> **Task instructions**:
Carry on the passage about context compaction and agent memory, beginning right after its last sentence.

> **Document extract**:
Persistent memory is the opposite on all three: explicit records you write on purpose, queryable across sessions, each carrying where it came from and whether it is still current. If you want the full taxonomy of what durable memory should be, the long-term memory guidecovers the four shapes and the properties that decide them. The point here is narrower: compaction is not one of those shapes. It is window management that happens to produce text.

Compaction amnesia: the failure mode

The thing that surprises people is that the damage starts before the window is full. Chroma's context-rot study evaluated 18 frontier models, including GPT-4.1, Claude 4, Gemini 2.5, and Qwen3, and found that every one of them gets less reliable as input length grows. Crucially, the degradation does not wait for the limit. Models showed measurable trouble at modest input sizes well short of their maximum window, and the gap between a focused prompt and a bloated one was large: on LongMemEval the full inputs averaged about 113k tokens against roughly 300 tokens for the equivalent focused prompt, with a consistent quality gap across model families.

Now stack compaction on top of that. The agent is already reasoning worse as the window fills. Compaction then replaces the high-fidelity prefix with a summary written by a model that was, at the moment it summarized, operating in exactly the degraded regime the study describes. You are asking a tired reader to write the crib notes the next reader will rely on. When the agent later confidently asserts something that contradicts a decision made 80k tokens ago, that is compaction amnesia: the decision was real, it just did not survive the summarizer, and nothing flagged the loss.

The pattern that actually holds up

Keep the two jobs separate. Use compaction and context editing for what they are good at, which is keeping a long session inside the window. Use a memory layer for what compaction cannot do, which is remembering across the boundary. The division of labor that works in practice:

  1. Working context stays in the window. The current task, the files in flight, the last few turns. Let compaction trim this when it overflows. Losing fidelity here is acceptable because it is the disposable scratch space of the session.

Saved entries
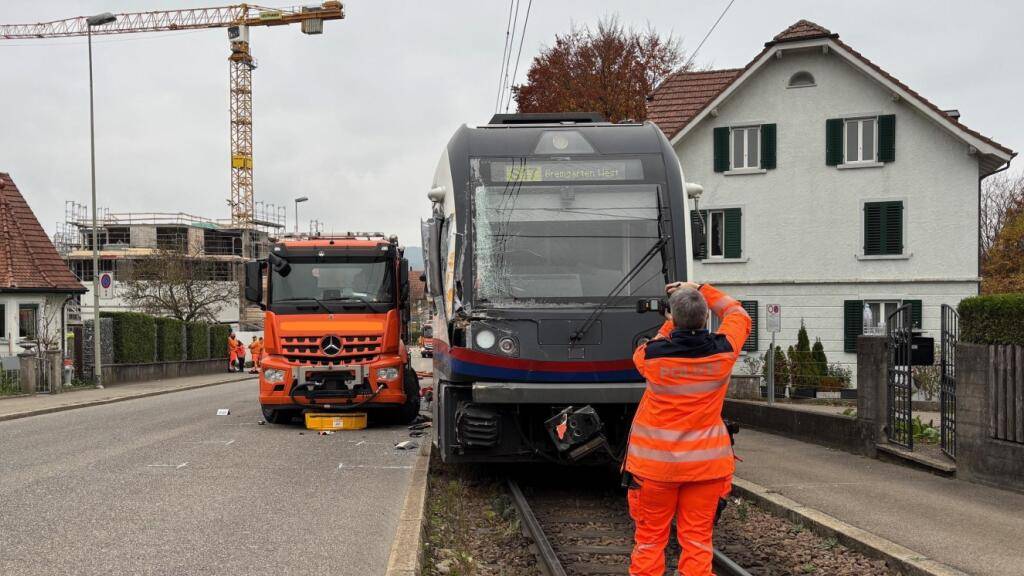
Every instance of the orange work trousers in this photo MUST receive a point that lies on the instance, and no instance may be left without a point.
(652, 506)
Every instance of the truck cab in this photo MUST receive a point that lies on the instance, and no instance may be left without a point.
(336, 325)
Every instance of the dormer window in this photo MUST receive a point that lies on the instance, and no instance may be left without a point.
(801, 79)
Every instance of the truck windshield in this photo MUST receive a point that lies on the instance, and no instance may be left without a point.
(537, 240)
(338, 286)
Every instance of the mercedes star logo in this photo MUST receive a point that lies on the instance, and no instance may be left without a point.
(331, 344)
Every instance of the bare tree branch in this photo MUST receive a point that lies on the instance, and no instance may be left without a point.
(177, 285)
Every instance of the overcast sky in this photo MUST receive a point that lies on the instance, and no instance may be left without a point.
(356, 119)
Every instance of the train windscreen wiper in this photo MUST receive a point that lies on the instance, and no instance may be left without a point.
(658, 246)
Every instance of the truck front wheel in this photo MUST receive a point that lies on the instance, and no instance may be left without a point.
(279, 416)
(411, 408)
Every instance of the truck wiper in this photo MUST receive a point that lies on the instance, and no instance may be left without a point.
(653, 250)
(317, 300)
(368, 303)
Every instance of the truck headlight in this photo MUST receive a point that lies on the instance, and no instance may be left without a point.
(273, 375)
(387, 373)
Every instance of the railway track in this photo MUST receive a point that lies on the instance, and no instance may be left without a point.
(588, 532)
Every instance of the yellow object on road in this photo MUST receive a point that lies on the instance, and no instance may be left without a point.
(328, 421)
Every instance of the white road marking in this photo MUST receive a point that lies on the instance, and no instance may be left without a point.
(373, 466)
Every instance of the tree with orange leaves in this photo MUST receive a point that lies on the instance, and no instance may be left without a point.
(610, 71)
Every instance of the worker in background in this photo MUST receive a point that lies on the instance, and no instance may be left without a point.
(256, 351)
(680, 458)
(241, 353)
(232, 353)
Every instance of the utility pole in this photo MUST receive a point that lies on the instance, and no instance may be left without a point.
(97, 371)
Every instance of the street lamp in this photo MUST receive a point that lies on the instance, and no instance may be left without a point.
(297, 201)
(97, 372)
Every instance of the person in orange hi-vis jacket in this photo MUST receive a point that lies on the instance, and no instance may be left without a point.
(680, 458)
(232, 353)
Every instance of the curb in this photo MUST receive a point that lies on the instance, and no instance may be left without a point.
(65, 407)
(406, 558)
(871, 545)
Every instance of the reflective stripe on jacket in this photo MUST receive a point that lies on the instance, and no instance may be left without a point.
(678, 434)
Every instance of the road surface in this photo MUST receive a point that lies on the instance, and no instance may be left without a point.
(163, 485)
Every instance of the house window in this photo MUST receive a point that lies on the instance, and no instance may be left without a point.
(883, 229)
(861, 140)
(801, 79)
(28, 321)
(745, 148)
(716, 236)
(722, 234)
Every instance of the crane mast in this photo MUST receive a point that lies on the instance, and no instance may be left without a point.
(238, 19)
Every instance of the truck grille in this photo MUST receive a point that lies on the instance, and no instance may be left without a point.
(353, 350)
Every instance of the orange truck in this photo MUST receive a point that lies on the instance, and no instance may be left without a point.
(336, 324)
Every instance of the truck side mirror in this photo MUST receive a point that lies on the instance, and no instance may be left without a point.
(254, 282)
(403, 280)
(433, 257)
(280, 264)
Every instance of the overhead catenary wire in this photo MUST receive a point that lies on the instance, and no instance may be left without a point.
(508, 59)
(505, 53)
(705, 39)
(515, 70)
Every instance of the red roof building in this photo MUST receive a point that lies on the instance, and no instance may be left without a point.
(29, 262)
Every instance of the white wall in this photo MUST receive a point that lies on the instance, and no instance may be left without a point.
(49, 316)
(803, 220)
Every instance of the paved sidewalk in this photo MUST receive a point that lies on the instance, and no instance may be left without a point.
(970, 527)
(19, 407)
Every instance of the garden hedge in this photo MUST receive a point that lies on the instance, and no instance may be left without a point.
(170, 339)
(218, 340)
(134, 337)
(997, 319)
(198, 340)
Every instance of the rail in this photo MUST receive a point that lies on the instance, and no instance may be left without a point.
(548, 548)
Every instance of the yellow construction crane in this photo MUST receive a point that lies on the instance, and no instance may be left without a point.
(238, 19)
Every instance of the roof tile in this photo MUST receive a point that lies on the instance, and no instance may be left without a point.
(28, 258)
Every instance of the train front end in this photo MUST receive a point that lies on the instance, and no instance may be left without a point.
(547, 236)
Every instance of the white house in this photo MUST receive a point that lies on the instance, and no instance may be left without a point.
(35, 283)
(828, 183)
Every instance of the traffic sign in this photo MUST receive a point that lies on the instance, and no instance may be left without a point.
(774, 318)
(107, 285)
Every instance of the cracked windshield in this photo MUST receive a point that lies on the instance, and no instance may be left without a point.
(563, 230)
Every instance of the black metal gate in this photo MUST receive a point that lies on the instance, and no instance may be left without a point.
(947, 384)
(900, 377)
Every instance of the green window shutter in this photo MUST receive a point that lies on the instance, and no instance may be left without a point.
(915, 313)
(887, 138)
(698, 239)
(853, 324)
(892, 229)
(834, 141)
(872, 228)
(721, 150)
(752, 309)
(733, 234)
(768, 147)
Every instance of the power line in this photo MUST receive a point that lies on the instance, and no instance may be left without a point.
(521, 37)
(505, 51)
(713, 27)
(515, 23)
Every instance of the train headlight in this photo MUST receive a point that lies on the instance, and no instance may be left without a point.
(485, 339)
(273, 375)
(508, 346)
(387, 373)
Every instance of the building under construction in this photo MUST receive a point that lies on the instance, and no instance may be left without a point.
(126, 238)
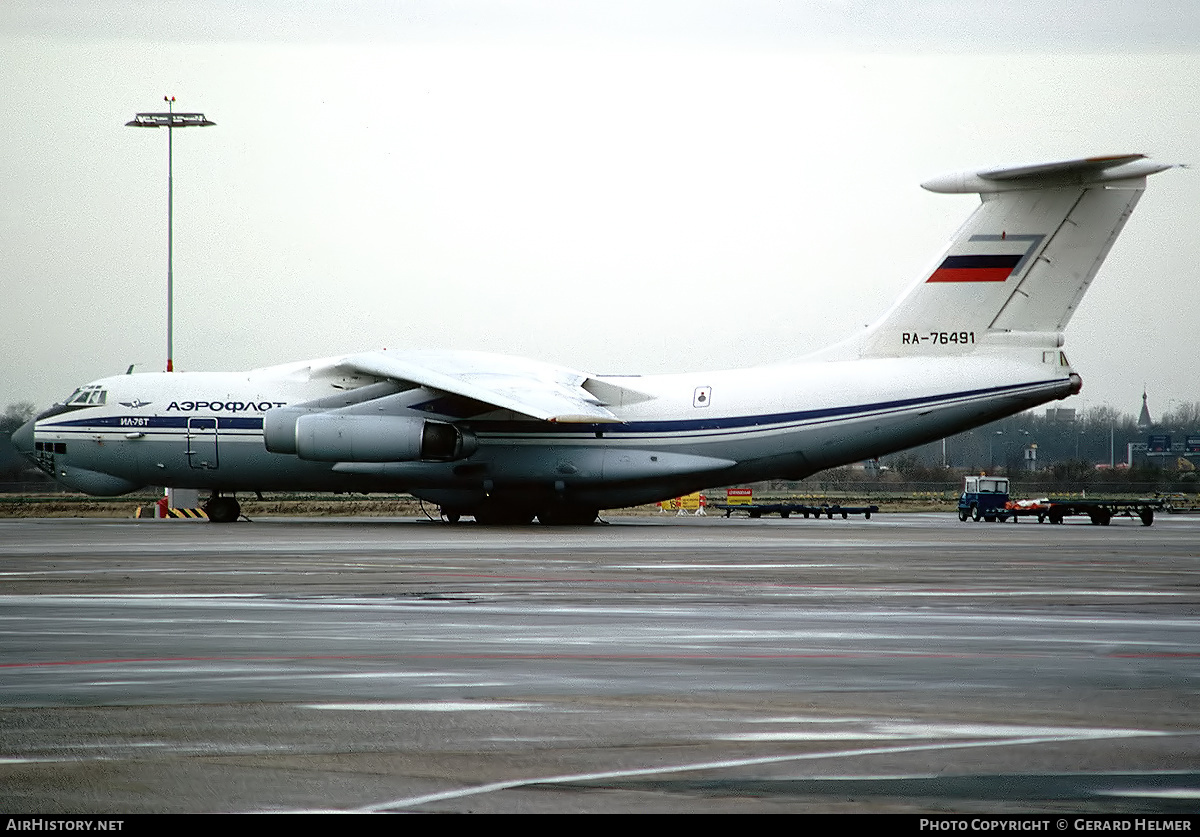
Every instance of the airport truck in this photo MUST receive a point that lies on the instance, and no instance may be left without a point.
(983, 498)
(987, 498)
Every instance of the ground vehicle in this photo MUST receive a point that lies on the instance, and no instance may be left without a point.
(983, 497)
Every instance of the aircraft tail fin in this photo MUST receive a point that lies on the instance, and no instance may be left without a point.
(1015, 271)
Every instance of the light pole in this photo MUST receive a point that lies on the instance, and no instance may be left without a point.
(171, 120)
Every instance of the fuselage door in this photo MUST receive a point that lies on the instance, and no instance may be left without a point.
(202, 443)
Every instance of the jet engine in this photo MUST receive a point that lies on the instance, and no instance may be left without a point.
(331, 437)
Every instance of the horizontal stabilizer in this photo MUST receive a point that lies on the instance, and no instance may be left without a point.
(1017, 270)
(1065, 173)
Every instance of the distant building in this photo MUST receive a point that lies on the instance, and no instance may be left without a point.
(1063, 414)
(1144, 422)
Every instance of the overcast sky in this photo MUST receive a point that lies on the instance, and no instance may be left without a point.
(642, 186)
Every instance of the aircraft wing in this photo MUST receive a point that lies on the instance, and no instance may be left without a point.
(529, 387)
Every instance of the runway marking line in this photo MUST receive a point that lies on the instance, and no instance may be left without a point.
(461, 793)
(601, 657)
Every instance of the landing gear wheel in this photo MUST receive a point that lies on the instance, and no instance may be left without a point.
(222, 510)
(503, 516)
(567, 516)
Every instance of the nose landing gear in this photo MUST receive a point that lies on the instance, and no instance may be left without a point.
(222, 509)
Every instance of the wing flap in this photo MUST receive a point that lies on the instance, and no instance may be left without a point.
(538, 390)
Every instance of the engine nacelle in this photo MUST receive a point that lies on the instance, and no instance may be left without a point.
(331, 437)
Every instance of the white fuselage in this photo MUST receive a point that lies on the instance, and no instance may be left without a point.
(685, 432)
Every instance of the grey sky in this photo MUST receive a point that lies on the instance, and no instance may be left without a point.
(622, 186)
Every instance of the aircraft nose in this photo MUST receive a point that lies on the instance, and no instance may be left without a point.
(23, 438)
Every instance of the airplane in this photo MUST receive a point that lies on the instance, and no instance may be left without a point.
(976, 337)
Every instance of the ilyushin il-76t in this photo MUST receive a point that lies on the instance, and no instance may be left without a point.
(975, 338)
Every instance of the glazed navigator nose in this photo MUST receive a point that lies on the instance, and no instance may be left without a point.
(23, 438)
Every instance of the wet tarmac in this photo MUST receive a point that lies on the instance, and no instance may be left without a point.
(906, 663)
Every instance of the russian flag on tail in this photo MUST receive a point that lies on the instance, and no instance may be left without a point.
(976, 268)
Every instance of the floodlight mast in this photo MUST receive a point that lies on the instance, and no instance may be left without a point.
(171, 120)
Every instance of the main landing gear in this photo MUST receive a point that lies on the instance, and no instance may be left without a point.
(222, 509)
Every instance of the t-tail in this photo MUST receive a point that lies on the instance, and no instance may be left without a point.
(1017, 270)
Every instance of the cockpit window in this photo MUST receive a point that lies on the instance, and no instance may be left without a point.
(87, 396)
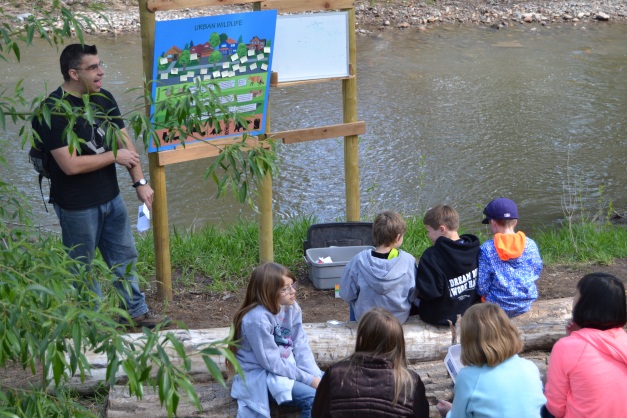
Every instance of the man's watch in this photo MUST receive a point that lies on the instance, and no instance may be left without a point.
(140, 182)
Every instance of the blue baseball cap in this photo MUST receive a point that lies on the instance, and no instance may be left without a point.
(500, 208)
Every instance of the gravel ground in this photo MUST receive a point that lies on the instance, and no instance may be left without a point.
(373, 15)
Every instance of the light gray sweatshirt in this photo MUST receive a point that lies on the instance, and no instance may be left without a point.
(369, 281)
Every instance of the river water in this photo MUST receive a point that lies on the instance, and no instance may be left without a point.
(454, 114)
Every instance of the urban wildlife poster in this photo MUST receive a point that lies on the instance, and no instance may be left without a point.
(224, 59)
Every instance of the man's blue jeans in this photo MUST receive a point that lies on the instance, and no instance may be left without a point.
(108, 228)
(302, 397)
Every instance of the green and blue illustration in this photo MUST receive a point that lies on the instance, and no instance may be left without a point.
(229, 56)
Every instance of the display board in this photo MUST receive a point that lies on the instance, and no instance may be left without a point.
(229, 56)
(311, 46)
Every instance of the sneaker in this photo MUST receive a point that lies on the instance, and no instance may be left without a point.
(148, 320)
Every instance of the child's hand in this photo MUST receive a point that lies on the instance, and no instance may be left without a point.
(443, 407)
(571, 326)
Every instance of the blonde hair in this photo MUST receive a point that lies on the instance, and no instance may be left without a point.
(264, 287)
(386, 227)
(506, 223)
(442, 215)
(379, 333)
(488, 336)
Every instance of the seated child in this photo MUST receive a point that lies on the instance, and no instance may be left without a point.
(273, 349)
(384, 276)
(447, 272)
(496, 382)
(375, 381)
(509, 263)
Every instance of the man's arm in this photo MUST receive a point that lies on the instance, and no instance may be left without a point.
(144, 193)
(72, 163)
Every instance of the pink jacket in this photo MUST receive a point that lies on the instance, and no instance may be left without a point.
(587, 375)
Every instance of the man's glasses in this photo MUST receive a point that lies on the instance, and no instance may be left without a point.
(93, 67)
(289, 289)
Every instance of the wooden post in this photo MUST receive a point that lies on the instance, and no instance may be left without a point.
(351, 143)
(157, 172)
(264, 200)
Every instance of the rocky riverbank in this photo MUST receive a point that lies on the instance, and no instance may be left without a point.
(372, 15)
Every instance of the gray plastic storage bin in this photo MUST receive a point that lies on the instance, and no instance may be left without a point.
(327, 275)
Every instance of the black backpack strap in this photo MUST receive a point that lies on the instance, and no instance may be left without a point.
(41, 176)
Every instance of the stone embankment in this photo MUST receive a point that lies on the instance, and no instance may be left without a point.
(373, 15)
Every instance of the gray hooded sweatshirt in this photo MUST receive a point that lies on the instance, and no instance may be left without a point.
(369, 281)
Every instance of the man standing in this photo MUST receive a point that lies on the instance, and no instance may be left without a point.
(84, 186)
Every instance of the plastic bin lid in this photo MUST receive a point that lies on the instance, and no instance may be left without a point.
(338, 234)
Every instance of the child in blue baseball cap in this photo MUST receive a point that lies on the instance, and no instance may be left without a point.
(509, 263)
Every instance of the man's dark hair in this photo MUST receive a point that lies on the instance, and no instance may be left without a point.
(601, 303)
(72, 57)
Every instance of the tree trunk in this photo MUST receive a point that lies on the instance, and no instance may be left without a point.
(216, 401)
(540, 328)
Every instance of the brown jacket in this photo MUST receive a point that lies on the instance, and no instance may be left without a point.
(366, 390)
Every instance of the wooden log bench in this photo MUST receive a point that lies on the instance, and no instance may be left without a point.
(427, 345)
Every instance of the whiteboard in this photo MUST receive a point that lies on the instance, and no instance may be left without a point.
(311, 46)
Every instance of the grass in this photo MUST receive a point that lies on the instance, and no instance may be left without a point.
(225, 257)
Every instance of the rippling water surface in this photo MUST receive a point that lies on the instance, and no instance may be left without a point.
(454, 114)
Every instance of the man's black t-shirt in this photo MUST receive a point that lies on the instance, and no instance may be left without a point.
(81, 191)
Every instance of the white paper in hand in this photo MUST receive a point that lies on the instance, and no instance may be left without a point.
(143, 218)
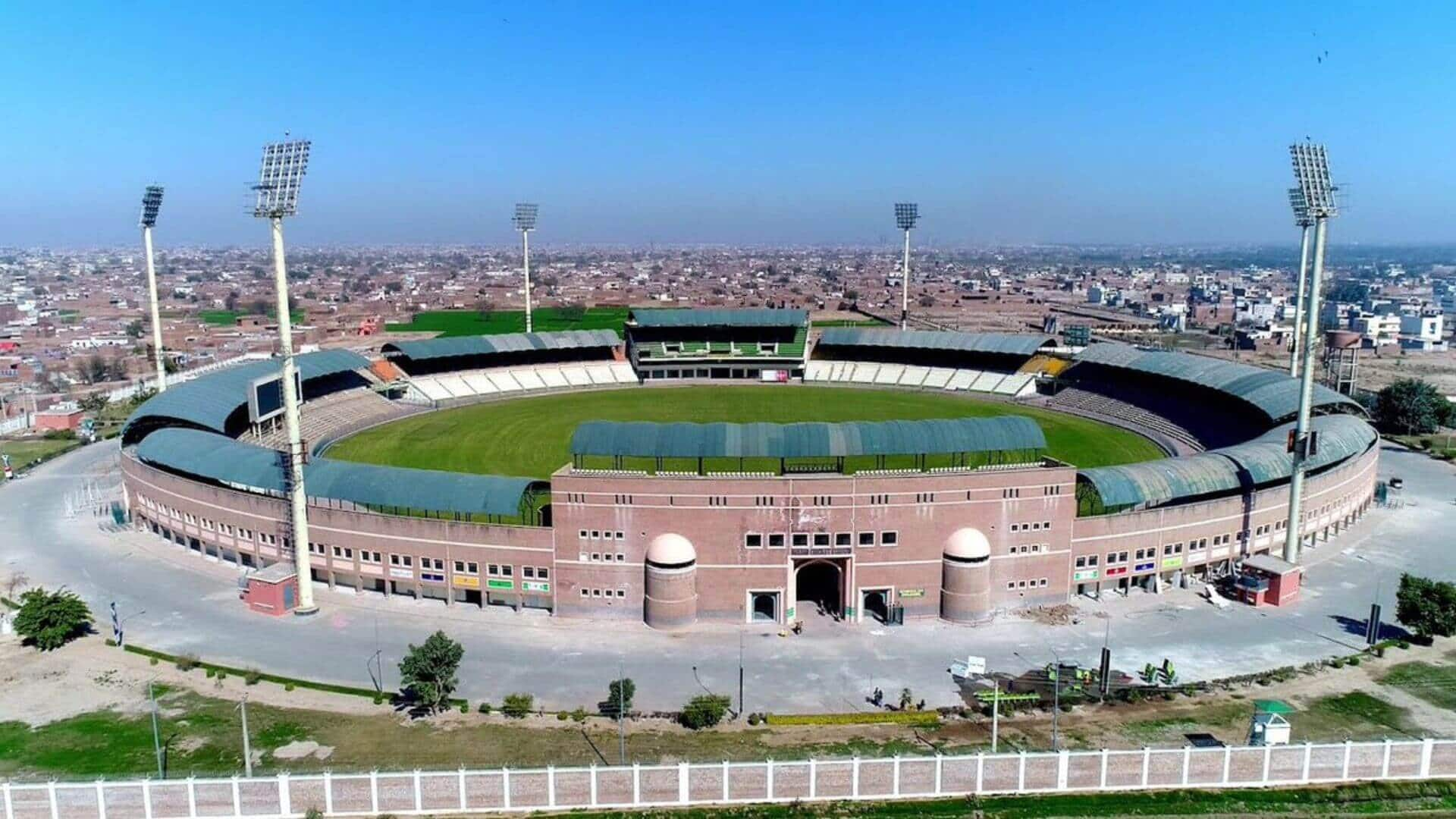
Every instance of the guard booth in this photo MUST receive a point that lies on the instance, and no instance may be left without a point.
(271, 591)
(1269, 580)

> **Exercise result**:
  2. Durable facts get written out explicitly. A decision, a convention, a resolved constraint, anything the agent will need next week, gets recorded to a memory store the moment it is established, not left to chance in the transcript. Then it does not matter whether compaction later drops the turn it came from.
  3. Recall is pulled back in deliberately. At session start, or when the agent needs a fact, it queries the memory layer for the small relevant slice rather than re-reading the whole history. This also keeps the window smaller, which directly fights the context rot that made compaction necessary in the first place.

The tell that a team has conflated the two is a system that re-sends the entire conversation every turn and leans on compaction to keep it affordable. That works until the first time the agent acts on something the summarizer quietly dropped. The fix is not a bigger window or a smarter summarizer. It is moving the facts you cannot afford to lose out of the transcript and into storage you can query and correct.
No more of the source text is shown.